It's time to initialize a swarm. We can do this by ssh-ing into a leader and running commands:

me@laptop~:$ gcloud compute ssh leader
me@leader~:$ sudo docker swarm init
Swarm initialized: current node (p7ywd9wbh6th1hy6t5hlsqv0w) is now a manager.

To add a worker to this swarm, run the following command:

    docker swarm join --token \
      SWMTKN-1-4cj55yg229l3updnigyz86p63x9bb599htytlmtbhulo4m633d-4kcfduodzvitw4y52flh19g32 \
      10.138.0.6:2377

Having a join-token from the previous step we can connect worker nodes to a leader like follows:

me@laptop~:$ gcloud compute ssh worker-1
me@worker-1~:$ sudo docker swarm join --token \
         SWMTKN-1-4cj55yg229l3updnigyz86p63x9bb599htytlmtbhulo4m633d-4kcfduodzvitw4y52flh19g32 \
         10.138.0.6:2377

This node joined a swarm as a worker.

Don't forget to do this step for each one of the worker nodes you created.

IMPORTANT! PARCS needs leader-s Docker Engine to listen on the port 4321.

This is the only extra step that users have to take to be able to run PARCS on a barebones Docker Swarm cluster. Here are commands that do exactly that

me@laptop~:$ gcloud compute ssh leader
me@leader~:$ sudo sed -i '/ExecStart/ s/$/ -H tcp:\/\/0.0.0.0:4321/' \
                    /lib/systemd/system/docker.service
me@leader~:$ sudo systemctl daemon-reload
me@leader~:$ sudo systemctl restart docker

IMPORTANT! PARCS is also utilizing a custom overlay network that one can create by typing:

me@laptop~:$ gcloud compute ssh leader
me@leader~:$ sudo docker network create -d overlay parcs

Now we have a fully configured Docker Swarm cluster ready to run PARCS services.

WHAT THIS TASK INVOLVES | In the Docker Swarm setup guide, what port must the leader's Docker Engine listen on for PARCS? The material that comes next is drawn from a separate source.

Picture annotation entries
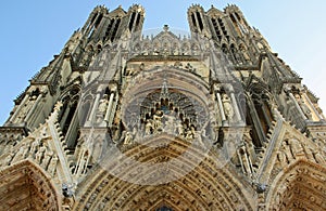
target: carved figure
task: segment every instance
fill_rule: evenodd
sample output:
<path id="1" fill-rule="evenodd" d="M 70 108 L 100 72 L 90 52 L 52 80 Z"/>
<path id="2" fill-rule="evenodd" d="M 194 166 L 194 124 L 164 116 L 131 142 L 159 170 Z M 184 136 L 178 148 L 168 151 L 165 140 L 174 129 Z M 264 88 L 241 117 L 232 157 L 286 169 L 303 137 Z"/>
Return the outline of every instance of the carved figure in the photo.
<path id="1" fill-rule="evenodd" d="M 49 167 L 48 167 L 48 172 L 51 175 L 54 175 L 54 173 L 55 173 L 57 163 L 58 163 L 58 156 L 53 155 L 52 158 L 51 158 L 51 161 L 49 163 Z"/>
<path id="2" fill-rule="evenodd" d="M 228 120 L 231 120 L 234 117 L 234 108 L 230 102 L 230 98 L 227 96 L 227 94 L 222 94 L 222 104 L 224 107 L 225 116 Z"/>
<path id="3" fill-rule="evenodd" d="M 146 134 L 146 135 L 150 135 L 152 129 L 153 129 L 152 120 L 149 119 L 149 120 L 147 120 L 147 123 L 146 123 L 146 126 L 145 126 L 145 134 Z"/>
<path id="4" fill-rule="evenodd" d="M 301 108 L 301 110 L 303 111 L 303 114 L 305 115 L 305 117 L 308 119 L 312 119 L 312 114 L 311 114 L 311 110 L 310 108 L 308 107 L 308 105 L 305 105 L 303 98 L 301 98 L 301 96 L 299 94 L 296 94 L 296 98 L 298 101 L 298 104 Z"/>
<path id="5" fill-rule="evenodd" d="M 126 136 L 125 136 L 125 140 L 124 140 L 124 145 L 129 145 L 131 144 L 131 141 L 133 141 L 133 134 L 131 132 L 126 132 Z"/>
<path id="6" fill-rule="evenodd" d="M 289 145 L 294 158 L 297 158 L 297 156 L 304 156 L 304 149 L 299 140 L 291 137 L 289 140 Z"/>

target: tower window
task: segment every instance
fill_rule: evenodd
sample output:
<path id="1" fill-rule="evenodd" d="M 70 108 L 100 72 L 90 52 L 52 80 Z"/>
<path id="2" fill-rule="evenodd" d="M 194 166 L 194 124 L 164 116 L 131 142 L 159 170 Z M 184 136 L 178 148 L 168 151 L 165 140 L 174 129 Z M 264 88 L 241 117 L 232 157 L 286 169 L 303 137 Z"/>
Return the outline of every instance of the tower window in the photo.
<path id="1" fill-rule="evenodd" d="M 131 29 L 133 29 L 133 25 L 134 25 L 135 16 L 136 16 L 136 13 L 135 13 L 135 12 L 133 12 L 133 14 L 131 14 L 131 18 L 130 18 L 130 22 L 129 22 L 129 30 L 130 30 L 130 31 L 131 31 Z"/>
<path id="2" fill-rule="evenodd" d="M 201 19 L 200 13 L 196 12 L 196 14 L 197 14 L 197 19 L 198 19 L 199 28 L 200 28 L 200 30 L 202 30 L 203 29 L 203 24 L 202 24 L 202 19 Z"/>

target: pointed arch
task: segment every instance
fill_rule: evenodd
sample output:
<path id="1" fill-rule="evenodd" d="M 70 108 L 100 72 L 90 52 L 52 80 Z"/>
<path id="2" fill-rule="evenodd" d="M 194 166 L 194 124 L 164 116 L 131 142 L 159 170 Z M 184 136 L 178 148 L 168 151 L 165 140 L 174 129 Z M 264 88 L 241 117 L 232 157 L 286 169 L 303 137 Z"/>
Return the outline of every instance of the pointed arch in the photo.
<path id="1" fill-rule="evenodd" d="M 266 197 L 267 210 L 325 210 L 326 168 L 299 159 L 281 171 Z"/>
<path id="2" fill-rule="evenodd" d="M 30 160 L 0 171 L 0 210 L 61 210 L 50 175 Z"/>
<path id="3" fill-rule="evenodd" d="M 174 139 L 171 149 L 160 148 L 147 151 L 139 145 L 127 149 L 127 157 L 138 157 L 141 161 L 152 161 L 160 158 L 173 159 L 175 154 L 185 150 L 187 144 Z M 195 155 L 193 155 L 195 156 Z M 218 158 L 210 153 L 200 164 L 183 177 L 161 185 L 139 185 L 121 180 L 98 167 L 91 175 L 80 184 L 76 197 L 80 200 L 75 210 L 158 210 L 163 206 L 173 210 L 252 210 L 253 205 L 248 196 L 253 192 L 250 184 L 244 188 L 235 172 L 229 168 L 217 168 Z M 192 160 L 184 161 L 189 164 Z M 173 166 L 171 171 L 183 172 L 183 167 Z M 124 168 L 123 174 L 129 174 L 130 169 Z M 148 172 L 155 174 L 155 172 Z M 160 175 L 158 175 L 160 176 Z M 139 180 L 142 180 L 139 177 Z M 85 194 L 86 193 L 86 194 Z M 78 195 L 79 194 L 79 195 Z"/>

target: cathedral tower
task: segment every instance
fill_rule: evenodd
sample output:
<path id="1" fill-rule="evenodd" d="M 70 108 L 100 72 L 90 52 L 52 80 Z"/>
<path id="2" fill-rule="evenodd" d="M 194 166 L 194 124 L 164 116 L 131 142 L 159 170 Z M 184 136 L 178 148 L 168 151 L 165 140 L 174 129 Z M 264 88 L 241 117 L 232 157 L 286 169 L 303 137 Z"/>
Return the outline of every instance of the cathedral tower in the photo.
<path id="1" fill-rule="evenodd" d="M 236 5 L 97 6 L 0 128 L 1 210 L 326 209 L 318 98 Z"/>

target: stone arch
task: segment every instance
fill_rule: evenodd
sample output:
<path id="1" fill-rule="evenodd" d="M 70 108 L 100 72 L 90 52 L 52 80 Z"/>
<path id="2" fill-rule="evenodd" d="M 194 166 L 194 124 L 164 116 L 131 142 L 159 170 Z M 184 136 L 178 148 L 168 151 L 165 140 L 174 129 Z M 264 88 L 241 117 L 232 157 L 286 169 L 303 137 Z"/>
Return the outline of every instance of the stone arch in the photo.
<path id="1" fill-rule="evenodd" d="M 0 171 L 0 210 L 61 210 L 50 175 L 29 160 Z"/>
<path id="2" fill-rule="evenodd" d="M 246 121 L 254 129 L 252 135 L 255 146 L 261 147 L 274 121 L 271 105 L 275 100 L 262 81 L 250 83 L 247 91 Z"/>
<path id="3" fill-rule="evenodd" d="M 266 196 L 267 210 L 325 210 L 326 169 L 300 159 L 281 171 Z"/>
<path id="4" fill-rule="evenodd" d="M 142 145 L 125 151 L 127 157 L 148 161 L 163 156 L 174 158 L 189 145 L 181 140 L 172 140 L 167 148 L 148 149 Z M 193 155 L 198 157 L 198 155 Z M 184 163 L 192 162 L 187 160 Z M 82 184 L 77 193 L 75 210 L 156 210 L 166 206 L 173 210 L 253 210 L 248 200 L 249 187 L 244 188 L 228 168 L 218 168 L 214 153 L 183 177 L 160 185 L 139 185 L 113 176 L 98 167 Z M 176 172 L 183 168 L 171 168 Z M 129 173 L 124 168 L 125 174 Z M 155 172 L 148 172 L 155 173 Z M 250 184 L 247 184 L 248 186 Z M 251 193 L 252 194 L 252 193 Z"/>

EXERCISE RESULT | Port 4321.